Zu erledigen:
A - Gib aus dem Textauszug den Abschnitt wortgetreu wieder, beginnend bei „Hauptuntersuchung für Sensoren: Im“ und endend bei „noch zuverlässig arbeiten?“.
B - Erkläre in ein bis drei Sätzen, warum laut dem Textauszug die Prüfung von Rädern, Reifen, Bremsen und Lenkung auch den Fahrerassistenzsystemen zugutekommt.
C - Beantworte anhand des Textauszugs diese Fragen:
(i) Wofür ist Thomas Ost bei DEKRA verantwortlich?
(ii) Wo sind die Radarsensoren eingebaut, um die es beim Demonstrator geht?
(iii) Welche Firmen waren an der Entwicklung beteiligt?
═════ Textauszug ═════
Hauptuntersuchung für Sensoren: Im Dienst für den Assistenten
Author: Michael Vogel
Immer mehr Fahrerassistenzsysteme halten Einzug ins Auto. Doch wer stellt sicher, dass sie auch nach zehntausenden Kilometern noch zuverlässig arbeiten?
Die Hauptuntersuchung ist bei jedem Fahrzeug ein fester Bestandteil des Lebenszyklus, wobei sich die lokalen Bestimmungen in den Ländern der Welt deutlich unterscheiden. Oft steht die Fahrzeugsicherheit im Vordergrund, doch in vielen Staaten ist inzwischen auch die Abgasuntersuchung fester Bestandteil der Prüfung. So wie sich die Fahrzeugtechnik über die Jahrzehnte weiterentwickelt hat, muss sich auch die Hauptuntersuchung den neuen technischen Gegebenheiten anpassen. Durch die steigende Zahl an Fahrzeugen mit Fahrerassistenzsystemen wird diese Entwicklung weiter voranschreiten.
„In der EU kontrollieren Prüferinnen und Prüfer bei der Hauptuntersuchung schon heute, ob sichtbare Beschädigungen oder unsachgemäße Reparaturen im Bereich der Fahrerassistenzsystemsensoren vorhanden sind“, erklärt Thomas Ost, der bei DEKRA für die Service-Entwicklung im Bereich Fahrzeugprüfung verantwortlich ist. „Zudem werden Defekte oder Einschränkungen beanstandet, die das Fahrzeug im Fehlerspeicher ablegt oder im Armaturenbrett anzeigt.“ Auch die seit Jahrzehnten etablierte Prüfung von Komponenten wie Rädern, Reifen, Bremsen oder Lenkung komme indirekt der Zuverlässigkeit der Assistenzelektronik zugute. „Die besten Systeme nützen ja nichts, wenn die Bremsen schlecht wirken oder die Reifen abgefahren sind.“
DEKRA entwickelt neue Prüfmethode für Sensoren
Doch dabei will es DEKRA künftig nicht belassen, sondern setzt sich dafür ein, dass dem steigenden Elektronik- und Softwareanteil im Fahrzeug auch bei der Hauptuntersuchung stärker Rechnung getragen wird. „Wir haben einen Demonstrator entwickelt, mit dem sich Sensoren von Fahrerassistenzsystemen schnell und effektiv prüfen lassen könnten“, sagt Ost. Konkret geht es um Radarsensoren, die im Kühlergrill oder hinter Stoßfängern eingebaut sind und zum Beispiel von Notbremsassistenten, Spurhaltesystemen oder Abstandregelungen genutzt werden. An der Entwicklung beteiligt waren die Firmen Rohde & Schwarz und AVL DiTest. Mit dem Verfahren lässt sich die Funktion des Radarsensors bei stehendem Fahrzeug testen.
═════ Bereitgestellte Daten ═════
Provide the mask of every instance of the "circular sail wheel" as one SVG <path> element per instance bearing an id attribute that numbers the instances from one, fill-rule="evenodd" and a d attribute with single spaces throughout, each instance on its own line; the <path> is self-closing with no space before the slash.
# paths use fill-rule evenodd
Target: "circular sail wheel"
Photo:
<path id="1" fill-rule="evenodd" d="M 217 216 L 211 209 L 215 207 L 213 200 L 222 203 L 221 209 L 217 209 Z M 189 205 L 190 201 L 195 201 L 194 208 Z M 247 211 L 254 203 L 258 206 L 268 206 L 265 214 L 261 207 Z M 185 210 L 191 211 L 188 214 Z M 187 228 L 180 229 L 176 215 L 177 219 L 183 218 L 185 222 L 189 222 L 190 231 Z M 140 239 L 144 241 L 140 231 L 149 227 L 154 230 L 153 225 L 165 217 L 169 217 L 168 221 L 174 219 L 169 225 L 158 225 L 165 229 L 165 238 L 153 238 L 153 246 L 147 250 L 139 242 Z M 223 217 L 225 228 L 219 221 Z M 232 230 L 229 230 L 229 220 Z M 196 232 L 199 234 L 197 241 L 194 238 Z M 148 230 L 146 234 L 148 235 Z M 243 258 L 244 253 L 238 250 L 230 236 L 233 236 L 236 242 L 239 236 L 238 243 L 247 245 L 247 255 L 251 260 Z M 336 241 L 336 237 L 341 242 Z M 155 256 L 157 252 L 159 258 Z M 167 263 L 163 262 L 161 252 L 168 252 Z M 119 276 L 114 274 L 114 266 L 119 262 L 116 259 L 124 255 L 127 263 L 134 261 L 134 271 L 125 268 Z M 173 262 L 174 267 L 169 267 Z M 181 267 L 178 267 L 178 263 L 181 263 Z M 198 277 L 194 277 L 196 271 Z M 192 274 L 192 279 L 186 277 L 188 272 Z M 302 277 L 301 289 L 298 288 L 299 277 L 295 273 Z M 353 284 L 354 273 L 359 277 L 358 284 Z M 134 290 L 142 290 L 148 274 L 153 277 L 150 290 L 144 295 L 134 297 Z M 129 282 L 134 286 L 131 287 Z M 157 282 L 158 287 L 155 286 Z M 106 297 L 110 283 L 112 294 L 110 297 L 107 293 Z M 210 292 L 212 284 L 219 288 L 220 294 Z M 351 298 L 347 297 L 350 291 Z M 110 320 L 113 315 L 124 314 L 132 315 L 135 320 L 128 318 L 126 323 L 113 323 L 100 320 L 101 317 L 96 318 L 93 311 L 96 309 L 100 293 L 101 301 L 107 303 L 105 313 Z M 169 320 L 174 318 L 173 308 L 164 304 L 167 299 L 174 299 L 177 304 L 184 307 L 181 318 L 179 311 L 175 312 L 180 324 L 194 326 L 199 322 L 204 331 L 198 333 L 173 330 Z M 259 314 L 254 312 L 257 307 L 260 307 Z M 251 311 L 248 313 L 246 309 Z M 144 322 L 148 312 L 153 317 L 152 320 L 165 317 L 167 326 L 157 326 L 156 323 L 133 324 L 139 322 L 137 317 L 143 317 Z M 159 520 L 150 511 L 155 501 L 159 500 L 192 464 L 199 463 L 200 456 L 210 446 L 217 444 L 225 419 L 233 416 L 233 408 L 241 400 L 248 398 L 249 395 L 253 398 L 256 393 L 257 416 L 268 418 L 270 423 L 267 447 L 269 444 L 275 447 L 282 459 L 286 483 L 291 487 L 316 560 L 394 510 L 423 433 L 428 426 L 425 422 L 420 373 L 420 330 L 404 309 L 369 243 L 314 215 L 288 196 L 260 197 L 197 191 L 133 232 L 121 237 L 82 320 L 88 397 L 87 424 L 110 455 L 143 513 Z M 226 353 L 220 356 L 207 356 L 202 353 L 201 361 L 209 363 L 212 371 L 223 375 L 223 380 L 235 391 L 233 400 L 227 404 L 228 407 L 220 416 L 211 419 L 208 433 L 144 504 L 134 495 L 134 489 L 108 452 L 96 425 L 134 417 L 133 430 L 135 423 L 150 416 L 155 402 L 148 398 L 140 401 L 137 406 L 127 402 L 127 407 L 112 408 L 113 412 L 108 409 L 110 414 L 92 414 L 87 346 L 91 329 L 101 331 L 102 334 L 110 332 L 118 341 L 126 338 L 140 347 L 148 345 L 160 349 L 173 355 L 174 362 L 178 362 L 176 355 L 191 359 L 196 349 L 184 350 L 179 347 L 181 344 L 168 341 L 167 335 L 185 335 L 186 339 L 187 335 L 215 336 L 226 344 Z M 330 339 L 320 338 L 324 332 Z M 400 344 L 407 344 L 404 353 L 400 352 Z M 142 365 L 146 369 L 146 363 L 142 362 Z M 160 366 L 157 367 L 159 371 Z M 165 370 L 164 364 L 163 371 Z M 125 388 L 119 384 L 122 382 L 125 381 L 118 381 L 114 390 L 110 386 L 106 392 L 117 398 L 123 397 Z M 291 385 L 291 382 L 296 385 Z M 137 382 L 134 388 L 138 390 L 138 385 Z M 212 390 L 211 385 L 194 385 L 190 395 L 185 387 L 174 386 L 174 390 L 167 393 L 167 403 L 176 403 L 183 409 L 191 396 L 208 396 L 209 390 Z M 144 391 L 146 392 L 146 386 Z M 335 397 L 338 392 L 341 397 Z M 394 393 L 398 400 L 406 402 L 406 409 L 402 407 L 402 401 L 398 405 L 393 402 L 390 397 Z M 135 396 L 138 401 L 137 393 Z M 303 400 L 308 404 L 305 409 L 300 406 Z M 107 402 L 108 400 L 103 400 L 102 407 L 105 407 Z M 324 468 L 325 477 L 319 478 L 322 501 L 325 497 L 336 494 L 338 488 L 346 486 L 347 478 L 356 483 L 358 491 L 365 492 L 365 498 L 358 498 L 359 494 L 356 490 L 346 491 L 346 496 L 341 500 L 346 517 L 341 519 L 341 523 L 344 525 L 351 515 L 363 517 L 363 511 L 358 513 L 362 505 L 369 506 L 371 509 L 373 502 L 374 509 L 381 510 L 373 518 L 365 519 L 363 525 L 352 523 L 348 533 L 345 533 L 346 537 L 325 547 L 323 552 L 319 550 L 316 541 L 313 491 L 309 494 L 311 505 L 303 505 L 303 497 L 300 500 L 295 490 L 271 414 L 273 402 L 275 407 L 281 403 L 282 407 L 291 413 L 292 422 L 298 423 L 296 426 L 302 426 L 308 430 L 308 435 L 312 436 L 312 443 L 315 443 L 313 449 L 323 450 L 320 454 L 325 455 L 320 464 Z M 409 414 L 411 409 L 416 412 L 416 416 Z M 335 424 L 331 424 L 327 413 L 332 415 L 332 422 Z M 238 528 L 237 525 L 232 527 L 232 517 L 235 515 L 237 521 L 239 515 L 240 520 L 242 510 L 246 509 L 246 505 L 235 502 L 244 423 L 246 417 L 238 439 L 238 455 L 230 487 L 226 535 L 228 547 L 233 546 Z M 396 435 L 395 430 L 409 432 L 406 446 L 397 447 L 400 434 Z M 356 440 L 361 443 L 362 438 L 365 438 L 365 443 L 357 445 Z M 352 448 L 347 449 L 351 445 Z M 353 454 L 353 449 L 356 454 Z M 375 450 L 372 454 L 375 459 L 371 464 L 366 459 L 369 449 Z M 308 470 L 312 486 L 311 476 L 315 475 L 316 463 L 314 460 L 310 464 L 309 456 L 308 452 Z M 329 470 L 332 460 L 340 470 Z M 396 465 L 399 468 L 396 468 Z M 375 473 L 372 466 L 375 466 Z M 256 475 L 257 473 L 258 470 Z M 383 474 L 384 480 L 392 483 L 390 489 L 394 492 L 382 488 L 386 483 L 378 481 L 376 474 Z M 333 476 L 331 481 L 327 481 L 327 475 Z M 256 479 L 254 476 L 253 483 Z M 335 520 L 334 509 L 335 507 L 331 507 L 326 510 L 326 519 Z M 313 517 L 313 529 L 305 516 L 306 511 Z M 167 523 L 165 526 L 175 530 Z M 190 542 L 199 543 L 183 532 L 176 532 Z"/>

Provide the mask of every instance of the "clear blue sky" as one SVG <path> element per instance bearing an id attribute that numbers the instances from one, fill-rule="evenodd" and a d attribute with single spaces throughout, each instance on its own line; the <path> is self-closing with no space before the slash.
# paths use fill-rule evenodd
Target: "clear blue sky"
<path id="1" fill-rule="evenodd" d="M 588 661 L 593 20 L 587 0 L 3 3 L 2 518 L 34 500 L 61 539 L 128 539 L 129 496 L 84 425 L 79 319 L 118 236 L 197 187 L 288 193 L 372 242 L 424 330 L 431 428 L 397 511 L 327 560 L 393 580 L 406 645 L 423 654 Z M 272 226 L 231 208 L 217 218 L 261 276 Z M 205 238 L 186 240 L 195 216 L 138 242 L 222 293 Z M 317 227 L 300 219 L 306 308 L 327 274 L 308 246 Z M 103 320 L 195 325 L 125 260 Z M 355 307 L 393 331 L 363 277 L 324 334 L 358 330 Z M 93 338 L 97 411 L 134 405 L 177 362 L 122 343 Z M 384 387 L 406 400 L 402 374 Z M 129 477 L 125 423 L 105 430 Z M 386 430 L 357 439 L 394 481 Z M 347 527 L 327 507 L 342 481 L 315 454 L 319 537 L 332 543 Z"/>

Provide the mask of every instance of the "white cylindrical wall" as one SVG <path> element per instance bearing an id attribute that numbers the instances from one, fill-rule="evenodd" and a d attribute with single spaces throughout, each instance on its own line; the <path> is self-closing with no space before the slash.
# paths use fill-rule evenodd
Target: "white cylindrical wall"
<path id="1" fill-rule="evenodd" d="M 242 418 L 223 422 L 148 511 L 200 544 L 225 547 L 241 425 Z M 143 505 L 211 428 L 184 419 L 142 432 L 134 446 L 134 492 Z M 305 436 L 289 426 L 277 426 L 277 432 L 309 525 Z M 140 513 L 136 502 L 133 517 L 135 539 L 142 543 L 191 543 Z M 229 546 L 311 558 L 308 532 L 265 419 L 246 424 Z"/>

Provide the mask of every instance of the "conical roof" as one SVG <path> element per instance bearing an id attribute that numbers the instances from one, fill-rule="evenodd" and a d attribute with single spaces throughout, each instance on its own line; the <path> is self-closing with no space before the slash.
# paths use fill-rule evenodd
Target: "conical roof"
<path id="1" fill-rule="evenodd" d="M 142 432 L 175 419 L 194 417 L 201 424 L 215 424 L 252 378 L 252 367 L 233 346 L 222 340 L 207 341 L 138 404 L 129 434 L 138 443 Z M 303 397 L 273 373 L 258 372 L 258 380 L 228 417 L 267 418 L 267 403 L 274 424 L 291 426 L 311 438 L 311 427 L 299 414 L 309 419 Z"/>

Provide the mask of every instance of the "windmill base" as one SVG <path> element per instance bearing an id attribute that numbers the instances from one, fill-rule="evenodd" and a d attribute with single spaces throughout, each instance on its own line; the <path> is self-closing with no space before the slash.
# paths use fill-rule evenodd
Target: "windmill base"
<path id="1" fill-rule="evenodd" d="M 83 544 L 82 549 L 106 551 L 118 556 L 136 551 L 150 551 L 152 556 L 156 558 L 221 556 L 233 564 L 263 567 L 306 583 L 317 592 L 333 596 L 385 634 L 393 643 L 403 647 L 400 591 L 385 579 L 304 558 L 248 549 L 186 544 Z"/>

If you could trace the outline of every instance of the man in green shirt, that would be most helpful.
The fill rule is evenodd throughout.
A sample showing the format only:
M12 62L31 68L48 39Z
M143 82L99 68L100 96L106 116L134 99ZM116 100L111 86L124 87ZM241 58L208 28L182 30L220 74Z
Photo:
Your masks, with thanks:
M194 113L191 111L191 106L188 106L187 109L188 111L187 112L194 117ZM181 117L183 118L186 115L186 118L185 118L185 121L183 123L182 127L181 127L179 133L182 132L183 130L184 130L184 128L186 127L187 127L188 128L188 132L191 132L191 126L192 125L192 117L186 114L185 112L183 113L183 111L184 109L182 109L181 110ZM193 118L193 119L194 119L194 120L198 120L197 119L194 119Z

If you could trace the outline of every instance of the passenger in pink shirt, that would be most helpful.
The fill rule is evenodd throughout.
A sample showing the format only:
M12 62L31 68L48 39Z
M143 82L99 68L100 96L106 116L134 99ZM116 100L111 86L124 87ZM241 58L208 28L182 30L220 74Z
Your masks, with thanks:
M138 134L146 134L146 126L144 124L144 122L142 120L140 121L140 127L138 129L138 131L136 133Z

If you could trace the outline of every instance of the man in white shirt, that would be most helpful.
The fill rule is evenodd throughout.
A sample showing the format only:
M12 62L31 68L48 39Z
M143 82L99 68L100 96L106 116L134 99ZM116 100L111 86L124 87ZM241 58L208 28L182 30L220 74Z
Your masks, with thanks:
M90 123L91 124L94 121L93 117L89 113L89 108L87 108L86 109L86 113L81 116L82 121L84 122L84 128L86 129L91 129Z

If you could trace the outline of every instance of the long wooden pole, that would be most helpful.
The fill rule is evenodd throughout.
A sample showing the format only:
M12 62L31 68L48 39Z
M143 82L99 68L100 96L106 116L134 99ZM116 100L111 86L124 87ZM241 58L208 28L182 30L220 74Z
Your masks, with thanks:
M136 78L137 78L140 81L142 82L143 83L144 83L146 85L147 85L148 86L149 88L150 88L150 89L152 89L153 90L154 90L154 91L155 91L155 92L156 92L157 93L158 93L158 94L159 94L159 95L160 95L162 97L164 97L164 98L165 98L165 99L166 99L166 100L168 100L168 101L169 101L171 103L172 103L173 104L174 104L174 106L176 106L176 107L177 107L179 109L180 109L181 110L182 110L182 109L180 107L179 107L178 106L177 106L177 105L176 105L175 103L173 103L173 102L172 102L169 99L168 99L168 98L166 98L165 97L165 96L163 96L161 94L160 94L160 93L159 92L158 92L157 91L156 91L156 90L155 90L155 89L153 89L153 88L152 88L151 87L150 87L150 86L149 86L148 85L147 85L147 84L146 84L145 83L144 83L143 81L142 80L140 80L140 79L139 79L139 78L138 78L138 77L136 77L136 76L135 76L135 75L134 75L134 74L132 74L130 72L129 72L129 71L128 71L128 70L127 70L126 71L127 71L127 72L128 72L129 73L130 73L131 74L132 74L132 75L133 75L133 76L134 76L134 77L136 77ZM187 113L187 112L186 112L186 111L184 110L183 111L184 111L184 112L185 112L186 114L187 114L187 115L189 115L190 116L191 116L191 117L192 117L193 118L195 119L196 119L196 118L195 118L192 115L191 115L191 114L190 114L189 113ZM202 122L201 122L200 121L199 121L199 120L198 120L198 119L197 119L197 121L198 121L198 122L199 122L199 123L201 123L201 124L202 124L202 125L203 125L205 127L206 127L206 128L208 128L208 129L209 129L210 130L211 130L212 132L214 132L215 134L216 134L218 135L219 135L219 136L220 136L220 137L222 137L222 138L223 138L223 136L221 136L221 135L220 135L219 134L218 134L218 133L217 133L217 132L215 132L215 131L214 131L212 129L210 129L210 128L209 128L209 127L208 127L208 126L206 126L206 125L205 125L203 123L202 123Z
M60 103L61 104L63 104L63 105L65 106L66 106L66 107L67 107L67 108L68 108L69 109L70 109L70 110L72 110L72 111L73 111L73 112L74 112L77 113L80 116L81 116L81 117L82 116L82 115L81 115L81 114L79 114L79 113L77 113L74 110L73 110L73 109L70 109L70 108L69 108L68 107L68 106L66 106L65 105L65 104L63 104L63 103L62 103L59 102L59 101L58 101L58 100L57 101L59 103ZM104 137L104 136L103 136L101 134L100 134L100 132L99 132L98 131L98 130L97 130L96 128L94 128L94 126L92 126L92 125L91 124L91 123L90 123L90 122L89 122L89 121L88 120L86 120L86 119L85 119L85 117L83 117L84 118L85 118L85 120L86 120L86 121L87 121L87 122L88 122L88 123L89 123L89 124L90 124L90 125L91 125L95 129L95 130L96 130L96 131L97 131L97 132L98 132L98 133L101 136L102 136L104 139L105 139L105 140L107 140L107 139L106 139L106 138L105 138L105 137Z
═════
Ergebnisse je Aufgabe:
A -
Hauptuntersuchung für Sensoren: Im Dienst für den Assistenten
Author: Michael Vogel
Immer mehr Fahrerassistenzsysteme halten Einzug ins Auto. Doch wer stellt sicher, dass sie auch nach zehntausenden Kilometern noch zuverlässig arbeiten?

B - Die seit Jahrzehnten etablierte Prüfung dieser Komponenten kommt indirekt der Zuverlässigkeit der Assistenzelektronik zugute. Selbst die besten Systeme nützen nichts, wenn die Bremsen schlecht wirken oder die Reifen abgefahren sind.

C -
(i) Für die Service-Entwicklung im Bereich Fahrzeugprüfung.
(ii) Im Kühlergrill oder hinter Stoßfängern.
(iii) Rohde & Schwarz und AVL DiTest.